** Opening Extracted data block **

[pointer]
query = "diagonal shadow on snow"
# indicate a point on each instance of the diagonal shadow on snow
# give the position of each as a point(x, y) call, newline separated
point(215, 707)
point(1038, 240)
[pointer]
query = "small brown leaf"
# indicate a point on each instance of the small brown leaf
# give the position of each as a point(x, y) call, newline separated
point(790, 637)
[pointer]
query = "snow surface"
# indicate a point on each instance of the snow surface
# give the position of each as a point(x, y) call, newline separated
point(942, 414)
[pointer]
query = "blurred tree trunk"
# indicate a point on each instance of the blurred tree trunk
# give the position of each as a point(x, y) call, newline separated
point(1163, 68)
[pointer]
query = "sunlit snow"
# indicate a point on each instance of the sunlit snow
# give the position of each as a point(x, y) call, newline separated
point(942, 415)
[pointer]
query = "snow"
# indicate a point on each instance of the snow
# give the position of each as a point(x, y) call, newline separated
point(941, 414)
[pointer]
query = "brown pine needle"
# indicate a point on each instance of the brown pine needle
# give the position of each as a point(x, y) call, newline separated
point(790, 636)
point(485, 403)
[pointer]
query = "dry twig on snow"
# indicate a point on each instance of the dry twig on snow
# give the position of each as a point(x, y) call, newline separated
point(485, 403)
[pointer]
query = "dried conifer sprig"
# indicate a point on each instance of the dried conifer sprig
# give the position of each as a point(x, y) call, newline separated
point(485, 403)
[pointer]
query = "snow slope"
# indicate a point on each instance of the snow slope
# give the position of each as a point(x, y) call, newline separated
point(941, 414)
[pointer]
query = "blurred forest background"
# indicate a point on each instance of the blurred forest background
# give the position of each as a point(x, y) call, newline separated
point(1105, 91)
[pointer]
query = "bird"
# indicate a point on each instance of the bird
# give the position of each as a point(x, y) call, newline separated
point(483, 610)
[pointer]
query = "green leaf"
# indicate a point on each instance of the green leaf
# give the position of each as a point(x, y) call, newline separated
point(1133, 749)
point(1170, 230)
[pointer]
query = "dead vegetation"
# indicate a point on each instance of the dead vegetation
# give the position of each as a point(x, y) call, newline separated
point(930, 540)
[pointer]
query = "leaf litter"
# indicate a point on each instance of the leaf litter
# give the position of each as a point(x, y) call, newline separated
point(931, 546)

** Closing Extracted data block **

§ **Task requirements**:
Please output the records once more, exactly as they were written.

§ **Result for this task**:
[pointer]
query = "diagonal shadow on snow"
# indicate a point on each instance of the diagonal shadow on snow
# give the position of each as a point(x, y) call, newline separated
point(215, 707)
point(1038, 240)
[pointer]
query = "small brown leaf"
# indicate a point on each instance of the small brown leaf
# give the position of each as a point(x, y) call, newline separated
point(790, 637)
[pointer]
query = "snow surface"
# indicate a point on each instance of the snow surface
# give the position of each as a point(x, y) call, newline separated
point(942, 414)
[pointer]
query = "blurred tree trunk"
# indicate a point on each instance of the blurred tree trunk
# give the position of each as a point(x, y) call, newline separated
point(1163, 68)
[pointer]
query = "sunlit snow"
# indicate a point on each instance of the sunlit snow
# give the position of each as a point(x, y) call, newline separated
point(942, 415)
[pointer]
query = "snow"
# indicate a point on each instance of the snow
# give the position of each as a point(x, y) call, newline separated
point(941, 414)
[pointer]
query = "brown pine needle"
# indicate a point on each instance of the brown pine needle
# give the position of each as a point(x, y) call, newline separated
point(790, 636)
point(485, 403)
[pointer]
query = "dry twig on snow"
# indicate a point on each instance of the dry twig on snow
# give the position of each as a point(x, y) call, newline separated
point(485, 403)
[pointer]
query = "dried conifer sprig"
# indicate a point on each instance of the dried conifer sprig
# give the position of each as a point(x, y) call, newline separated
point(485, 403)
[pointer]
query = "snow slope"
# indicate a point on each instance of the snow slope
# give the position of each as a point(x, y) call, newline separated
point(941, 414)
[pointer]
query = "blurred forest background"
# indicate a point on each instance of the blurred forest background
# give the position of each as a point(x, y) call, newline separated
point(1105, 91)
[pointer]
query = "bird"
# indicate a point on each instance of the bird
# give the position of each as a point(x, y) call, newline separated
point(483, 610)
[pointer]
query = "green leaf"
# indicate a point on each instance of the green leaf
# give the position of each as a point(x, y) call, newline separated
point(1133, 749)
point(1170, 230)
[pointer]
query = "dead vegetation"
# indicate a point on each instance of the dead vegetation
# give the position of each as a point(x, y) call, newline separated
point(930, 540)
[pointer]
query = "leaf litter"
# indicate a point on each instance of the leaf litter
# give the position of each as a point(x, y) call, newline separated
point(931, 546)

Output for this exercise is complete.